# Text to read start
Thursday, October 18, 2007

Sierra Nevada: Harvest Fresh Hop Ale

Sometimes I forget where beer comes from. This beer will remind you.
Beer like most foods, comes from the ground. However while enjoying a brew it is an easy fact to forget.

Sierra Nevada does a great job at reminding you that beer is an agricultural product. Last month I went to Chico, California to drink Sierra Nevada and party like I was still in college. I went to a birthday party at the brewery and restaurant. At Sierra Nevada Brewing Co I was thoroughly surprised how many beers they had on tap; 14 at the time. Naturally, with such a selection I asked every bar tender and waiter what was the best beer that Sierra makes. Unfortunately, my question was too broad. The #1 answer I got was Sierra's Harvest Ale, which was not on tap at the time. As it's a seasonal beer. For the record; the traditional pale ale is so fresh there it is to die for.

I was excited when the latest version of the harvest ale came out recently in bottles, since I had heard so much about it. It's a little more expensive than other one bottle brews. But its a 24 oz bottle. So you get your liquid worth. Back to the beer, Sierra Nevada wrote the book on Harvest ales. Literally. They invented the idea. A harvest ale, for all intents and purposes, is a pale ale brewed with fresh hops. Eleven years ago, SNBC picked their hops (they ship in most but have their own field too), and then instead of drying them (think the Sam Adams TV commercials with the brewmaster with the piles of dried hops) brewed a batch of beer with the fresh hops. Most breweries didn't have the size, money, and capability to pick their own hops, ship 'em to their brewery, and install the proper filtration system to make it all work. But for the past 11 years Sierra has been making it happen.
# Text to read end
# Information provided start
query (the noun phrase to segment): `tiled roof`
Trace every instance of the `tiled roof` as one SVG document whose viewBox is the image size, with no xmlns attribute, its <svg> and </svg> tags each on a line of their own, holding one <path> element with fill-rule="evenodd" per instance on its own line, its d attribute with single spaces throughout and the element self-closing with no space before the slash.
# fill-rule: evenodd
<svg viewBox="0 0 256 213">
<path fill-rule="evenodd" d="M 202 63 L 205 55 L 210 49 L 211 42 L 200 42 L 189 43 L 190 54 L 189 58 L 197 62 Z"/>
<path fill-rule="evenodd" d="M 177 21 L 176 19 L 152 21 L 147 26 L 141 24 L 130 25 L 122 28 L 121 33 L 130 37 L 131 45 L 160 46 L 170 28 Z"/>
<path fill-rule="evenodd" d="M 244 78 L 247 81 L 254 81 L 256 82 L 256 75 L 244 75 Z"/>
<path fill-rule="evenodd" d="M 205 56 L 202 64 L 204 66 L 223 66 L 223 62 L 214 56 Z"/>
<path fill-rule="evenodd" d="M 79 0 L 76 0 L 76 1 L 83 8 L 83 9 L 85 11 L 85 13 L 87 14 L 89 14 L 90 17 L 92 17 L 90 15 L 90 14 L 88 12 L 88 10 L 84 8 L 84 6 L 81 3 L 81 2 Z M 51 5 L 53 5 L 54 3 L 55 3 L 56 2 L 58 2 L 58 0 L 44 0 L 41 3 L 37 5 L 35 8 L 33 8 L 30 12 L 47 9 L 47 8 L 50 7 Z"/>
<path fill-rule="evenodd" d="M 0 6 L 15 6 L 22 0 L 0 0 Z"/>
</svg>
# Information provided end
Required actions »
1. Answer these from the post on Sierra Nevada's Harvest Fresh Hop Ale:
(a) How many beers did Sierra Nevada Brewing Co have on tap during the visit to Chico?
(b) What size bottle does the harvest ale come in?
(c) According to the post, what is a harvest ale?
2. Carry on the post about Sierra Nevada's Harvest Fresh Hop Ale, starting after its final sentence.

Answers for this exercise »
1.
(a) Fourteen.
(b) A 24 oz bottle.
(c) A pale ale brewed with fresh hops.

2.
The harvest ale does look and taste like a traditional american pale ale. Darker golden color, with a bitter taste that you want from a pale. However, the best feature of this ale is the resins from the hops are more flavorful because they do not lose their flavor in the process of drying. Sierra also claims that keeping the hops fresh adds aromas and spices. I actually disagree (no extra aromas or spices in my opinion), but you can taste the hoppy resin. According to Sierra staff, only 7 other breweries last year made harvest ales. Most agree that Sierra Nevada is doing the best job because their vast experience in this unique ale. However, this beer is good but not as great as hyped. I really like SN and was hoping it would be a top 10. No luck. But it is a fun taste and a twist on the traditional pale. And this beer also reminds you that at harvest time Sierra Nevada is taking 8,000 pounds of hops and making it into beer in a 2 day period. Which is a cool concept. Beer comes from the ground, who knew?


Maxwell said...

Spot on, governor. Spot on.

Mattie said...

Note: the picture in this review is of the 12th edition while the review covers the 11th release. I just wanted to make that clear as there is a slight taste difference between each edition.
I updated the picture because the old picture was terrible. I apologize for the old shot.
But I think this pic is better.
I like including the pictures so you the reader can see the label and if the review sparks your interest, find and easily spot the beer if you decide to buy it. The fresh hop label doesn't change that much from year to year so this picture should serve its identifying function.
Also there is something great about looking a freshly poured be and appreciating its aesthetic value.
Enjoy. Cheers.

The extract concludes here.